EXERCISE TASK
Reproduce the entire listing below word for word, keeping every line and changing nothing.
* * * * * * *
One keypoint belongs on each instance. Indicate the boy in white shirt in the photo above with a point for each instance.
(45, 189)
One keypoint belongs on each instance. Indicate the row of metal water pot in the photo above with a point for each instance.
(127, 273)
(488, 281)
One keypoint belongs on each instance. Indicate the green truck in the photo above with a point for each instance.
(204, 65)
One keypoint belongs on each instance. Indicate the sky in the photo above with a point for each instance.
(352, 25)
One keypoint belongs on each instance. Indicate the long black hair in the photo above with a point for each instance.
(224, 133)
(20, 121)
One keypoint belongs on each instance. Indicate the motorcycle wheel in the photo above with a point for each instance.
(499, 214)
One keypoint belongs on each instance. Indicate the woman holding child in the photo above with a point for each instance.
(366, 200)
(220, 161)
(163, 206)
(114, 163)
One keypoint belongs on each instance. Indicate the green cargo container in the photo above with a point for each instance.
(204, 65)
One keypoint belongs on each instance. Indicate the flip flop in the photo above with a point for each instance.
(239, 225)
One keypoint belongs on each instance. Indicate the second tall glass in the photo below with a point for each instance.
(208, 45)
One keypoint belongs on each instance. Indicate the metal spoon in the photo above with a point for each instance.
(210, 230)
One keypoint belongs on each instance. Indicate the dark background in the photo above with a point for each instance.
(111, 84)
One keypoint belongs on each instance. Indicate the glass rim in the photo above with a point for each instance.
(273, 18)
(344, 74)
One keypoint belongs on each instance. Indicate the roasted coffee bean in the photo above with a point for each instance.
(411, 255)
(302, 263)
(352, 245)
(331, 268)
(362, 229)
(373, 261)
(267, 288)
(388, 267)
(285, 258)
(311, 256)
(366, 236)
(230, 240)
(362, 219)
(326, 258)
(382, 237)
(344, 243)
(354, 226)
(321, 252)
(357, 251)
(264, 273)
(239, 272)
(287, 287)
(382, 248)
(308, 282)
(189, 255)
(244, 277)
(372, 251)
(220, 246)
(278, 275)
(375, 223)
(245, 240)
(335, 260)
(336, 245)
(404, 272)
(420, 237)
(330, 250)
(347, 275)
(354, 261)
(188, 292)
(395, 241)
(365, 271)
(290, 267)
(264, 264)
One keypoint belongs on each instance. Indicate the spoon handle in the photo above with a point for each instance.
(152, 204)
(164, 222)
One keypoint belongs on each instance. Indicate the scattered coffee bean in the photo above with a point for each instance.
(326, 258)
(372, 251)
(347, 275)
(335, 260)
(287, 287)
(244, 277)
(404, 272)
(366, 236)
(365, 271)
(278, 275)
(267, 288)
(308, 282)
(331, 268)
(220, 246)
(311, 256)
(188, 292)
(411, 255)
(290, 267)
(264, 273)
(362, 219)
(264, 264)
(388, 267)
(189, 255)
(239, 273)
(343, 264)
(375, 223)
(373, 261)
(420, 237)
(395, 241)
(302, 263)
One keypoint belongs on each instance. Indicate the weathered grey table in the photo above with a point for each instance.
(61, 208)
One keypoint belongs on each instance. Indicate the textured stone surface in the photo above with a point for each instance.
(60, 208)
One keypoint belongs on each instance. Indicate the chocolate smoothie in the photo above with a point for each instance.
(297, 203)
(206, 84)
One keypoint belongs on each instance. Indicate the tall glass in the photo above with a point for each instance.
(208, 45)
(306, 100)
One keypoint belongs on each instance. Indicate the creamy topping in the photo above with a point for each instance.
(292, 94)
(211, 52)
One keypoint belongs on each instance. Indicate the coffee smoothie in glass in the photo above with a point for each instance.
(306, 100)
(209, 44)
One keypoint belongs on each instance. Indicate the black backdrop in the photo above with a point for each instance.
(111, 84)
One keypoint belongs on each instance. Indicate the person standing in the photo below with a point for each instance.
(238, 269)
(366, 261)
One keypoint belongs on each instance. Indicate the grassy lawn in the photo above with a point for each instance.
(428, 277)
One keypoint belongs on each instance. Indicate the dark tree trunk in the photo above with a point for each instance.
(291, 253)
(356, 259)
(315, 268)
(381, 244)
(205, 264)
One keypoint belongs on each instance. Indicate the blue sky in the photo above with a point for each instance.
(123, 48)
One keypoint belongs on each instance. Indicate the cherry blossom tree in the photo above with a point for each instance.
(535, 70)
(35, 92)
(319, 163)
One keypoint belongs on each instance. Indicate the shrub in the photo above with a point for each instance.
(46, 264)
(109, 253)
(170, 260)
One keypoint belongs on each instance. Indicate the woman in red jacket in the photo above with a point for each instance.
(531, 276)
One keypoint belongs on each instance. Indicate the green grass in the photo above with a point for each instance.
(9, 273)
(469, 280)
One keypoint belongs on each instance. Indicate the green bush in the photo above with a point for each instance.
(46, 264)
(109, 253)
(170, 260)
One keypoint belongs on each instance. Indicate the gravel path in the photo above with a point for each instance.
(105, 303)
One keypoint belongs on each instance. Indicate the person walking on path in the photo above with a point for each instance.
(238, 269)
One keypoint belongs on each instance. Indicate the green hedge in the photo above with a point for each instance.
* * * * * * *
IN RESPONSE
One keypoint belongs on each instance. Indicate the boy in white shirt in the photo above with a point for each instance.
(45, 189)
One keypoint belongs on each instance. Indicate the row of metal water pot in the photo above with a point for each instance.
(127, 273)
(488, 281)
One keypoint belongs on each instance. Indicate the green truck in the photo above with a point for each instance.
(204, 65)
One keypoint belongs on each instance. Indicate the sky in the photo above with a point for each instance.
(352, 25)
One keypoint belongs on each instance. Indicate the long black hair in the photo above with a point for each instance.
(224, 133)
(20, 121)
One keypoint belongs on each instance. Indicate the motorcycle wheel in the photo above with a point for each instance.
(499, 214)
One keypoint belongs on each instance. Indicate the woman holding child in the photo above with a point for each instance.
(366, 200)
(220, 161)
(163, 206)
(114, 163)
One keypoint belongs on each instance. Indicate the green cargo container in the photo above with a point for each instance.
(204, 65)
One keypoint belongs on each instance. Indicate the flip flop in the photo above with a point for each instance.
(239, 225)
One keypoint belongs on each instance. Indicate the second tall glass in the photo below with a point for each instance.
(208, 45)
One keypoint belongs on each instance. Indicate the metal spoon in the photo above with a point for each instance.
(210, 230)
One keypoint belongs on each instance. Indicate the dark background in the photo above with a point for each instance.
(111, 84)
One keypoint belongs on each instance. Indicate the glass rim in the photo above with a point for each instance.
(273, 18)
(344, 74)
One keypoint belongs on each instance. Indicate the roasted coffee bean in the photo above with a point for each instance.
(411, 255)
(302, 263)
(352, 245)
(331, 268)
(362, 229)
(373, 261)
(267, 288)
(388, 267)
(285, 258)
(311, 256)
(366, 236)
(230, 240)
(362, 219)
(326, 258)
(382, 237)
(344, 243)
(354, 226)
(321, 252)
(357, 251)
(264, 273)
(239, 272)
(287, 287)
(382, 248)
(308, 282)
(189, 255)
(244, 277)
(372, 251)
(220, 246)
(278, 275)
(375, 223)
(245, 240)
(335, 260)
(336, 245)
(404, 272)
(420, 237)
(330, 250)
(347, 275)
(354, 261)
(188, 292)
(395, 241)
(365, 271)
(290, 267)
(264, 264)
One keypoint belongs on each instance. Indicate the spoon handle in the photo above with a point for each instance.
(152, 204)
(164, 222)
One keypoint belongs on each instance. Indicate the scattered coffee bean in the photo above with a point for each instance.
(326, 258)
(372, 251)
(347, 275)
(335, 260)
(287, 287)
(244, 277)
(404, 272)
(366, 236)
(365, 271)
(278, 275)
(267, 288)
(308, 282)
(331, 268)
(220, 246)
(311, 256)
(188, 292)
(411, 255)
(290, 267)
(264, 273)
(362, 219)
(264, 264)
(388, 267)
(189, 255)
(239, 273)
(343, 264)
(375, 223)
(373, 261)
(420, 237)
(395, 241)
(302, 263)
One keypoint belongs on each instance. Indicate the weathered grey table in the photo above with a point for each instance.
(61, 208)
One keypoint belongs on each instance. Indicate the textured stone surface in the photo above with a point for each instance.
(60, 208)
One keypoint belongs on each instance. Indicate the chocolate smoothie in the photo above with a point for each instance.
(297, 203)
(206, 84)
One keypoint belongs on each instance. Indicate the tall glass in the photo above with a point for each instance.
(208, 45)
(306, 100)
One keypoint belongs on each instance. Indicate the creamy topping in the photo above with a point for each instance.
(292, 94)
(211, 52)
One keypoint belongs on each instance. Indicate the coffee smoothie in glass in the photo above with a point for each instance.
(306, 100)
(209, 44)
One keypoint belongs on each instance. Indicate the black backdrop in the photo above with a point for each instance.
(111, 84)
One keypoint belongs on each instance. Indicate the person standing in the photo below with a point for each instance.
(238, 269)
(366, 261)
One keypoint belongs on each instance. Indicate the grassy lawn in the photo above with a point for each instance.
(428, 277)
One keypoint belongs on each instance. Indicate the dark tree trunk in the photo above with a point for each instance.
(291, 253)
(356, 259)
(315, 268)
(381, 244)
(205, 264)
One keypoint belongs on each instance. Indicate the blue sky in the photo above with a point for each instance.
(123, 48)
One keypoint belongs on each instance. Indicate the cherry blossom tree in the photo above with a point for each instance.
(535, 70)
(35, 92)
(319, 163)
One keypoint belongs on each instance. Indicate the shrub in the photo above with a point for each instance.
(46, 264)
(109, 253)
(170, 260)
One keypoint belongs on each instance. Indicate the woman in red jacket in the photo above with a point for each instance.
(531, 276)
One keypoint belongs on each instance. Indicate the green grass in the photo above with a point for each instance.
(9, 273)
(469, 280)
One keypoint belongs on each instance. Indicate the green bush in the photo above with a point for each instance.
(46, 264)
(109, 253)
(170, 260)
One keypoint belongs on each instance. Indicate the gravel path in the photo above with a point for each instance.
(105, 303)
One keypoint belongs on each instance. Indicate the person walking on path in the photo above with a point for each instance.
(238, 269)
One keypoint belongs on each instance. Indicate the green hedge in the photo above with a point for each instance.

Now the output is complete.